_EXERCISE DATA_:
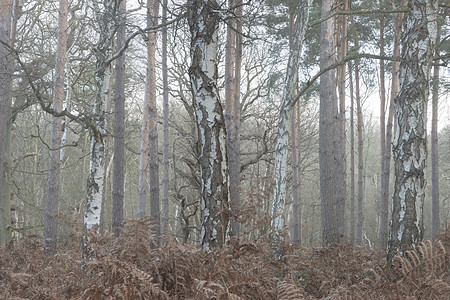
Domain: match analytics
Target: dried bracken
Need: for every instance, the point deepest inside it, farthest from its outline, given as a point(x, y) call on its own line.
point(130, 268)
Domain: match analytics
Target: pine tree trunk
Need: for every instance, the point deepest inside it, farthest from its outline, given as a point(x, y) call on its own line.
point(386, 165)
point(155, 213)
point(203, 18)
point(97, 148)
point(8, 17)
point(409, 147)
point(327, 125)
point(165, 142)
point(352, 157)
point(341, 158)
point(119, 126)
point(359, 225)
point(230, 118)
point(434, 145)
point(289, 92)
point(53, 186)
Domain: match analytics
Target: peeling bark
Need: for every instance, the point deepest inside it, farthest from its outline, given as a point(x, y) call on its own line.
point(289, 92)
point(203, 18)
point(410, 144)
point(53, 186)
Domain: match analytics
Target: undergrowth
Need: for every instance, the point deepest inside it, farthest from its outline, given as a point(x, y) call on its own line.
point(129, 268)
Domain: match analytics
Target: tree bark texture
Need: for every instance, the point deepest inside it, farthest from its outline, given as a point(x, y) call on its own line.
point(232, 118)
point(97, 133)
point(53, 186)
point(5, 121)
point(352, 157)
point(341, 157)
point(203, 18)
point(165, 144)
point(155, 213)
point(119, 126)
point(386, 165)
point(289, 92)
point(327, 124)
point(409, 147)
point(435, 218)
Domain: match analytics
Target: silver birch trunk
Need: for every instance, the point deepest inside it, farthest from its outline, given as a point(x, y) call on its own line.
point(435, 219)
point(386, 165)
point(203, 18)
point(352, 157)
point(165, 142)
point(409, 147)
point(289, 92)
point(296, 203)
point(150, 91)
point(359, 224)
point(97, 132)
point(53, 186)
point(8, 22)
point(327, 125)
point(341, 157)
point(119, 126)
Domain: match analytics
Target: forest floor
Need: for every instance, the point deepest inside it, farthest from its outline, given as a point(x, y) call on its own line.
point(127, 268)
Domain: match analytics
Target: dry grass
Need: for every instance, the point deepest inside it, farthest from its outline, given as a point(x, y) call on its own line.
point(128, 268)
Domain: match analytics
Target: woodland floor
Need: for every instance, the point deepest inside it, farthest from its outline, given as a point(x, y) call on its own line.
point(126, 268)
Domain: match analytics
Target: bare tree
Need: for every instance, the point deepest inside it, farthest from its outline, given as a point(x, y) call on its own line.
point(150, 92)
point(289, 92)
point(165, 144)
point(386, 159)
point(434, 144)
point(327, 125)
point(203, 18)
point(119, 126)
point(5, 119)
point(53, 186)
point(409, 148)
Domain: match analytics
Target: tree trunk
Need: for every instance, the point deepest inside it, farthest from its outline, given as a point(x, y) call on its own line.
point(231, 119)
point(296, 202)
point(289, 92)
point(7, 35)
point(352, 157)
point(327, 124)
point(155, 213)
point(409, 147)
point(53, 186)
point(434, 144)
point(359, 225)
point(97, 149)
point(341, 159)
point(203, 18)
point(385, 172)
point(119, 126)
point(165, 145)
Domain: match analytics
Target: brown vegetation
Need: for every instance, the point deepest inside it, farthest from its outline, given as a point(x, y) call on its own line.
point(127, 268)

_WHAT YOU WILL DO_:
Transcribe every entry word for word, but omit the pictures.

_ANSWER BOX_:
Domain: match analytics
Target: dried bracken
Need: for every instance, the point deepest inside it, farthest from its outline, given as a point(x, y) call on its own line.
point(130, 268)
Domain: match analytics
Target: pine tree trunk
Need: for every instance, the point deepest inside it, farthest from its outline, given as a point(x, y) call on its own line.
point(386, 165)
point(155, 213)
point(203, 18)
point(97, 148)
point(8, 17)
point(409, 147)
point(327, 125)
point(165, 142)
point(352, 157)
point(341, 158)
point(119, 126)
point(359, 225)
point(230, 118)
point(434, 145)
point(289, 92)
point(53, 186)
Domain: match analytics
Target: peeling bark
Need: for every instance, the point deepest inside it, farthest from its outline, given as a point(x, y) call on its own line.
point(289, 92)
point(203, 18)
point(410, 144)
point(53, 186)
Domain: match analytics
Target: undergrowth
Need: for every instance, the point deepest inside it, farthest from its outline, given as a point(x, y) call on its own line.
point(129, 268)
Domain: match analytics
Target: tree bark texture
Need: for every instance, the point deepest inside it, farthest from its outline, given as a point(x, y) call on its own line.
point(232, 118)
point(97, 133)
point(53, 186)
point(5, 121)
point(352, 157)
point(341, 157)
point(203, 18)
point(165, 144)
point(155, 213)
point(119, 126)
point(386, 165)
point(289, 92)
point(327, 124)
point(409, 147)
point(435, 218)
Domain: match analytics
Target: silver birch trunk
Need: for every instance, the point deepest inside it, farthest from its outline, given as a point(x, y) call on its own line.
point(435, 219)
point(386, 165)
point(203, 18)
point(352, 157)
point(165, 142)
point(409, 147)
point(289, 92)
point(296, 203)
point(150, 91)
point(359, 224)
point(97, 132)
point(53, 186)
point(8, 22)
point(327, 125)
point(341, 157)
point(119, 126)
Domain: match analytics
Target: forest floor
Need: for every instance, the point deepest inside it, farthest from its outline, given as a point(x, y) call on its own line.
point(127, 268)
Domain: match analytics
Target: dry grass
Need: for every instance, the point deepest inside it, farthest from its outline, given as a point(x, y) call on its own line.
point(128, 268)
Domain: match analytics
Target: woodland floor
Need: for every instance, the point deepest inside it, farthest from its outline, given as a point(x, y) call on its own line.
point(126, 268)
Domain: match analytics
Target: bare tree
Need: for every instance, the point deepest inside it, farthest from its outline, given as a point(x, y) call on its own line.
point(150, 92)
point(289, 92)
point(165, 144)
point(386, 159)
point(434, 144)
point(327, 125)
point(203, 18)
point(119, 126)
point(5, 119)
point(53, 186)
point(409, 148)
Domain: match analytics
Target: tree trunk
Need: for every instance, the point deepest inside it, farthest from its outline, given as a point(x, y) call on its own line.
point(231, 119)
point(296, 202)
point(289, 92)
point(7, 35)
point(352, 157)
point(327, 124)
point(155, 213)
point(409, 147)
point(53, 186)
point(434, 144)
point(359, 225)
point(97, 149)
point(341, 159)
point(203, 18)
point(385, 172)
point(119, 126)
point(165, 145)
Domain: match analytics
Target: brown vegetation
Need: for every instance, the point deepest inside it, farthest from its outline, given as a point(x, y) call on its own line.
point(127, 268)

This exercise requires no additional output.